*** PASSAGE SHOWN ***
Health officials on the North Olympic Peninsula are ramping up testing for the new coronavirus in Clallam and Jefferson counties as the state increases its lab capabilities and more test kits are being produced.
Dr. Allison Unthank, the Clallam County health officer, also said cloth masks continue to be important.
While they are not available to the general public at the county’s Emergency Operations Center, there are some supplies there for health care providers, first responders and people who work in nursing homes.
Increased testing is seen as the immediate need before the economy can begin to reopen, health officials have said.
“I’m recommending testing for anyone with symptoms consistent with COVID-19, regardless of where you live or what you do,” Unthank said during a daily briefing Monday, April 27.
“If you have cough, fever, shortness of breath, cold-like symptoms or flu-like symptoms, we recommend you get tested,” she said.
The Centers for Disease Control and Prevention expanded the guidelines this week for possible symptoms of COVID-19.
“If you have chills, body aches, sore throat, new headache that doesn’t make sense … all of those are reasons to get tested,” Unthank said.
On Monday, April 27, Unthank reported that Clallam County saw two new cases this past weekend from a couple believed to have contracted the virus from outside the county.
That brought the total to 16, and 11 of those patients are considered to be recovered, Unthank said.
The Clallam County website on Tuesday listed a 17th positive case for coronavirus.
Meanwhile, Jefferson County has held steady with 28 confirmed cases for the past 19 days, and 24 of them have recovered, said Dr. Tom Locke, the county health officer.
*** End of PASSAGE SHOWN ***
*** DATASET ***
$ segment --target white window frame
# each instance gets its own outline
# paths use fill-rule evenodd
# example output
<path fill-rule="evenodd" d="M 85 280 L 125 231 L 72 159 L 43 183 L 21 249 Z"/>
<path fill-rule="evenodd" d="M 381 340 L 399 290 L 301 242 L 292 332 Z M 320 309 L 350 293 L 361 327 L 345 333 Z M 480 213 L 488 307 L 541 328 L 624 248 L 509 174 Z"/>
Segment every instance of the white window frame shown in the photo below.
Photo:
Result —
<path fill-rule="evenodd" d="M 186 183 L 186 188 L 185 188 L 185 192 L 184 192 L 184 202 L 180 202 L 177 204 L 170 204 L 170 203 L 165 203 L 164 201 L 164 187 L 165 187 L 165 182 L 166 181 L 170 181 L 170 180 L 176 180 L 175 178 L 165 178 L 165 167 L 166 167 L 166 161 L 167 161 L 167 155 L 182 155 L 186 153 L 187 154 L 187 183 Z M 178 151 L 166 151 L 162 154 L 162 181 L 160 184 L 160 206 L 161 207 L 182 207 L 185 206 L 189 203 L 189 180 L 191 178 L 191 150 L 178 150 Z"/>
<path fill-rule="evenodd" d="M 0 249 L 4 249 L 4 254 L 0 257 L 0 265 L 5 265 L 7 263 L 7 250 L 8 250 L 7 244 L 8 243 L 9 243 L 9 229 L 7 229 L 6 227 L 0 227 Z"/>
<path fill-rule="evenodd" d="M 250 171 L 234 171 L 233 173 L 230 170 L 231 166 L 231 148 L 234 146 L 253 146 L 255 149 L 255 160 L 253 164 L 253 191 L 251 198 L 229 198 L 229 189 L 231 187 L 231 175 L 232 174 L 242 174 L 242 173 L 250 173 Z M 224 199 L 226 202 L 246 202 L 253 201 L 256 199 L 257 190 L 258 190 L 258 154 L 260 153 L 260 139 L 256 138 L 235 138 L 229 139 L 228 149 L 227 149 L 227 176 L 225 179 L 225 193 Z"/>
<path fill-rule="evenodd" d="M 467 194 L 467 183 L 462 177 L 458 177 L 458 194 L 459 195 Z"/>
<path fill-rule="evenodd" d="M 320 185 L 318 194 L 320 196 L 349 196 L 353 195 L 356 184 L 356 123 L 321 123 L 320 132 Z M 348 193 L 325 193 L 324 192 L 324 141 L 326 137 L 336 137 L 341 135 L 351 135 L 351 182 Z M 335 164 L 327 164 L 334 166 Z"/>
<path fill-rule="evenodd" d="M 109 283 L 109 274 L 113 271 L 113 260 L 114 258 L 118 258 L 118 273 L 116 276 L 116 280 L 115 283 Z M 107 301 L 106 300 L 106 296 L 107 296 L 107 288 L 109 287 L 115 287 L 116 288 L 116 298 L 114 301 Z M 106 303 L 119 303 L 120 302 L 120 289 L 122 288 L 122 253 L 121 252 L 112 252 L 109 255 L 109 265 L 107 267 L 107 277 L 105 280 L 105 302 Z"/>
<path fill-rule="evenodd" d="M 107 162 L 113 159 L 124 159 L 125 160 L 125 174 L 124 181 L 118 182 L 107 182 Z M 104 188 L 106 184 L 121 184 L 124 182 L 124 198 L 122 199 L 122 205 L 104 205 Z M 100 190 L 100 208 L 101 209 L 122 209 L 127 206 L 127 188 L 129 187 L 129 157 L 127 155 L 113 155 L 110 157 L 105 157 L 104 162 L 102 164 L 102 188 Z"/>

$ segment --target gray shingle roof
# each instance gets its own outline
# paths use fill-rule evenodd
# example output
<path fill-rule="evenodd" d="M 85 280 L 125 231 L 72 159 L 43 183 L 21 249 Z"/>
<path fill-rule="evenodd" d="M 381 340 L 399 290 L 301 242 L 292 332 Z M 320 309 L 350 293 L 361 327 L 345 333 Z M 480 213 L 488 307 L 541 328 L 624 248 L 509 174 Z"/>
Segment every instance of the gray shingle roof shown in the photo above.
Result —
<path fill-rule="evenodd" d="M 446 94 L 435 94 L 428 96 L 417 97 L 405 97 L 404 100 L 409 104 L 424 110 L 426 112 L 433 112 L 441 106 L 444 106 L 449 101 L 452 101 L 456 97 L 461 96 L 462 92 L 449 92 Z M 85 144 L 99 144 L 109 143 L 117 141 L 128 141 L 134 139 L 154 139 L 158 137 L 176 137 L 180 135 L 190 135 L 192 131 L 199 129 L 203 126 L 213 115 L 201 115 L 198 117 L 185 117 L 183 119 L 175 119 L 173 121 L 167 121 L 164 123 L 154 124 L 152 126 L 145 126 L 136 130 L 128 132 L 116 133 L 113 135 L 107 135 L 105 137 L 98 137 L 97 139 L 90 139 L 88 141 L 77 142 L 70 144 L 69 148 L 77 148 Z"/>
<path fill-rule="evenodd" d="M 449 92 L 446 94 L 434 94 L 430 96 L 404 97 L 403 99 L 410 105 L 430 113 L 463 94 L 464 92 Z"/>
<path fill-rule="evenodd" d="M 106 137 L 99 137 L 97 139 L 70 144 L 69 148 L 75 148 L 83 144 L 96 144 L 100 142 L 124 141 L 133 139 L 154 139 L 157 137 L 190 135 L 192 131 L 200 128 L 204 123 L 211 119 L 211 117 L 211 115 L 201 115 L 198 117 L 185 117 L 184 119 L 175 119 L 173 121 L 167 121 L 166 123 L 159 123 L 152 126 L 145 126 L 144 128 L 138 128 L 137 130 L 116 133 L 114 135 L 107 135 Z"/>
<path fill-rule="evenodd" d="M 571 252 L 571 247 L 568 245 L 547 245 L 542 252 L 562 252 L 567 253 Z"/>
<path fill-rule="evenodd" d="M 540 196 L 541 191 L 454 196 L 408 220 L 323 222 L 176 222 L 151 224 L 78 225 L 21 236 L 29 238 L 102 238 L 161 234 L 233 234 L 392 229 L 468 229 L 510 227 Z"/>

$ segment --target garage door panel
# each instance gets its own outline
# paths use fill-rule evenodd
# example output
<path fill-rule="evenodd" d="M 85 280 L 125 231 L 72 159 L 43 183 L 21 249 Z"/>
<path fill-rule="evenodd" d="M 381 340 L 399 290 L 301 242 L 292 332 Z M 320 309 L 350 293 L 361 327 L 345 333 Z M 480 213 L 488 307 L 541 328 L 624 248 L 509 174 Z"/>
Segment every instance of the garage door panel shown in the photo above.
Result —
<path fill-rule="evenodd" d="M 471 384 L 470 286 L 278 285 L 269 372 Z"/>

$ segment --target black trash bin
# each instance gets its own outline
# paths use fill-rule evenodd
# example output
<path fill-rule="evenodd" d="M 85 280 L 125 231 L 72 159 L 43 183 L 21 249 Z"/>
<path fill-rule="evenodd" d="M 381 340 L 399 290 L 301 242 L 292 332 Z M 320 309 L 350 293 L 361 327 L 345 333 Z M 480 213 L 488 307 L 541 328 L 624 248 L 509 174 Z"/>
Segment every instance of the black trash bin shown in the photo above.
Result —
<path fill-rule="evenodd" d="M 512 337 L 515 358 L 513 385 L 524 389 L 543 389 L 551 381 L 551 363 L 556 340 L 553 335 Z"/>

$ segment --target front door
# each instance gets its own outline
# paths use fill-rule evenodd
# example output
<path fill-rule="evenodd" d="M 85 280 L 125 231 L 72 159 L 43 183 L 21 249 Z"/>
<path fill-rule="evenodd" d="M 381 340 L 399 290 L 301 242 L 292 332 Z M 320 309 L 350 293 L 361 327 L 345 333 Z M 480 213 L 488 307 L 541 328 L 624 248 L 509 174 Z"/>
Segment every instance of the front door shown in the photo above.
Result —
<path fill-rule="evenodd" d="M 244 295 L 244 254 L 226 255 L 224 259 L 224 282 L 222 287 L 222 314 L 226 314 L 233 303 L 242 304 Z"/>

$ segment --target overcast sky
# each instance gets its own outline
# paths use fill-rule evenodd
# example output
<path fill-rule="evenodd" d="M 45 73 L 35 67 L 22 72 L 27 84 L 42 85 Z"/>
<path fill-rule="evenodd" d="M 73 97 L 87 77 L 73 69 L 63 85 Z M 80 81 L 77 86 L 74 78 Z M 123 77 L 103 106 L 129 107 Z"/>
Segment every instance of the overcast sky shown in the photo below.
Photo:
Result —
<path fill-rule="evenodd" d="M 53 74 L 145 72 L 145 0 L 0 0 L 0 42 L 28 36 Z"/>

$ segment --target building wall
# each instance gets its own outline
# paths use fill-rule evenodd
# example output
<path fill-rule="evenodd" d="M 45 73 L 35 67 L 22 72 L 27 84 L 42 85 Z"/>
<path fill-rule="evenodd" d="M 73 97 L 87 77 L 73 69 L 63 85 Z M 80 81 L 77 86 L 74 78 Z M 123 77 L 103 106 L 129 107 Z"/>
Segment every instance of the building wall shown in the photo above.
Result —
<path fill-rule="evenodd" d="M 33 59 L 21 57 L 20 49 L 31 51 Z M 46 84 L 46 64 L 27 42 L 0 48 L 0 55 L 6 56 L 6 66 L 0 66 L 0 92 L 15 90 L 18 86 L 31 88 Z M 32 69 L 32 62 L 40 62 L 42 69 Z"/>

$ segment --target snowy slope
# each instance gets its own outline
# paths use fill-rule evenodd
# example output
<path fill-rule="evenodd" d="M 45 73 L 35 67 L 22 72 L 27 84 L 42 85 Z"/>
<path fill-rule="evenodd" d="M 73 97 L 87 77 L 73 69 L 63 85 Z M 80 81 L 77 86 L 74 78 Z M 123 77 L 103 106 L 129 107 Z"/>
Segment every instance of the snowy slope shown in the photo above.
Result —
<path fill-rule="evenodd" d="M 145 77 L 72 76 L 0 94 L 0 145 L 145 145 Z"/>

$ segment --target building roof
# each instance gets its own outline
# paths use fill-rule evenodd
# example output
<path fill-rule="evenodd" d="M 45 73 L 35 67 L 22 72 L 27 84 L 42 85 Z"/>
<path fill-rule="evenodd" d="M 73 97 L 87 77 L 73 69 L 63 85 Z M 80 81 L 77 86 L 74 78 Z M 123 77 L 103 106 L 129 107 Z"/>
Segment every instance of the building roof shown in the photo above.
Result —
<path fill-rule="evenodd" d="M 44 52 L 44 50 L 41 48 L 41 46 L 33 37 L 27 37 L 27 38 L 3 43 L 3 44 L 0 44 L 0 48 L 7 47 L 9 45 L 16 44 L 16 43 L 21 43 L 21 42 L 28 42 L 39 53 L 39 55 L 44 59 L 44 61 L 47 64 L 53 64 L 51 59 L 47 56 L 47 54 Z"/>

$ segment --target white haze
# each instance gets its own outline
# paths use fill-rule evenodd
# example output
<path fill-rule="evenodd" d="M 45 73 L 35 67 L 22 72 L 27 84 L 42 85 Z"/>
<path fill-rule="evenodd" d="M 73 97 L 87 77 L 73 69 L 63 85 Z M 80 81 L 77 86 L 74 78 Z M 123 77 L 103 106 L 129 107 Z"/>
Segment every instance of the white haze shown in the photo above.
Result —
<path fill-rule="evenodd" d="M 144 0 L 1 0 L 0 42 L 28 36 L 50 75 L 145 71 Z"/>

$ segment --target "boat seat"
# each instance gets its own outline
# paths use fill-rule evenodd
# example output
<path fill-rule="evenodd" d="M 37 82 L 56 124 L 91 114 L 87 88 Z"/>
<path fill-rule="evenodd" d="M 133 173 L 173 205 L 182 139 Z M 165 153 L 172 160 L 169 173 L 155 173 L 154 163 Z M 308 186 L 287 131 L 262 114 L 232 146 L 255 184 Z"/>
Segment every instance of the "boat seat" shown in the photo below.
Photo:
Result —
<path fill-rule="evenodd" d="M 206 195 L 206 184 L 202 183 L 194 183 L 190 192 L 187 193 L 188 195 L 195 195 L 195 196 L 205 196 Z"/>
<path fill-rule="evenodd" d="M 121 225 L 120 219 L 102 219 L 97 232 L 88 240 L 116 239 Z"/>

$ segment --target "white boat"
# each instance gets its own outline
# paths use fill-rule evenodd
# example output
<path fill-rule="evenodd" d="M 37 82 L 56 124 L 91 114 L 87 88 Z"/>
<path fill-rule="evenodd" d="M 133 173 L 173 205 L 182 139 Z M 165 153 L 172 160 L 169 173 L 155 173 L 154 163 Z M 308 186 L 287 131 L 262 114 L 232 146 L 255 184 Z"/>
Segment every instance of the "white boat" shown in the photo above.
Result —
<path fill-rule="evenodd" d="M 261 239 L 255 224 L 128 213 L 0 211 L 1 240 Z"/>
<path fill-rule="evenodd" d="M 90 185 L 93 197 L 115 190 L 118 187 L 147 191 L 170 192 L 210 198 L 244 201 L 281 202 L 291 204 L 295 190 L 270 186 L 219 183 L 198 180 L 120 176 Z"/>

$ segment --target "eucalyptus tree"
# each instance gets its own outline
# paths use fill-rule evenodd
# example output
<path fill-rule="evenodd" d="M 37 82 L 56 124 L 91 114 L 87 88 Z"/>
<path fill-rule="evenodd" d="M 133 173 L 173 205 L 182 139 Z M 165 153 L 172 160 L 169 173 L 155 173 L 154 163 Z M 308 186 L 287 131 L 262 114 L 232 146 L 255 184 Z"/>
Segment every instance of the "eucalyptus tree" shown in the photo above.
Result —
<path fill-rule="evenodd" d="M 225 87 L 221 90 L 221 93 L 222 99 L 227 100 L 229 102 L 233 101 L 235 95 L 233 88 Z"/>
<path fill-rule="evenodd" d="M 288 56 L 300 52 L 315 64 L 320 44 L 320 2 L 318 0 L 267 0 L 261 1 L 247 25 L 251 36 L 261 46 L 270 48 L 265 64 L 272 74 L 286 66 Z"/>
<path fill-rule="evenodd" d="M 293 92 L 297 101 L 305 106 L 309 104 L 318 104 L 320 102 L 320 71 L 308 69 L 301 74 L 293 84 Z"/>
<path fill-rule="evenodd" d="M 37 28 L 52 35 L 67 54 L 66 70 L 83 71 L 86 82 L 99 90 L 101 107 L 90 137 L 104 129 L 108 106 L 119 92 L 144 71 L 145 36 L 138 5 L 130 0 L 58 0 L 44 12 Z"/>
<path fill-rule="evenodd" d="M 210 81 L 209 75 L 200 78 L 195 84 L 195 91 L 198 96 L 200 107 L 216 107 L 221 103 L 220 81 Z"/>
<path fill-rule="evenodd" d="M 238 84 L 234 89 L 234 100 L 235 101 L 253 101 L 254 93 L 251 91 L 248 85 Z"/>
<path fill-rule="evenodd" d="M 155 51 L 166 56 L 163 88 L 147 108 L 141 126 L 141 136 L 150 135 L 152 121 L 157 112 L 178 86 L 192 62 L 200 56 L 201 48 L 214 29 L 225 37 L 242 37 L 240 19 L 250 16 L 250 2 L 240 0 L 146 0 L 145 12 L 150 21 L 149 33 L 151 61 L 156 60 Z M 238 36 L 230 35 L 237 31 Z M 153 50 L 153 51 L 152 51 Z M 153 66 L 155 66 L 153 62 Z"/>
*** End of DATASET ***
• **BRIEF A**
Reproduce the coronavirus testing article from "Dr. Allison Unthank, the" to "in nursing homes.".
• **BRIEF B**
Using the coronavirus testing article, say whether each statement agrees with it. Answer yes or no for each, and quote the words that decide it.
(i) Cloth masks are available to the general public at the county’s Emergency Operations Center.
(ii) Jefferson County has held at 28 confirmed cases for the past 19 days.
(iii) Of Clallam County's 16 cases, 11 patients are considered recovered.

• **FINAL ANSWER A**
Dr. Allison Unthank, the Clallam County health officer, also said cloth masks continue to be important.
While they are not available to the general public at the county’s Emergency Operations Center, there are some supplies there for health care providers, first responders and people who work in nursing homes.

• **FINAL ANSWER B**
(i) No: "While they are not available to the general public at the county’s Emergency Operations Center"
(ii) Yes: "Jefferson County has held steady with 28 confirmed cases for the past 19 days"
(iii) Yes: "That brought the total to 16, and 11 of those patients are considered to be recovered"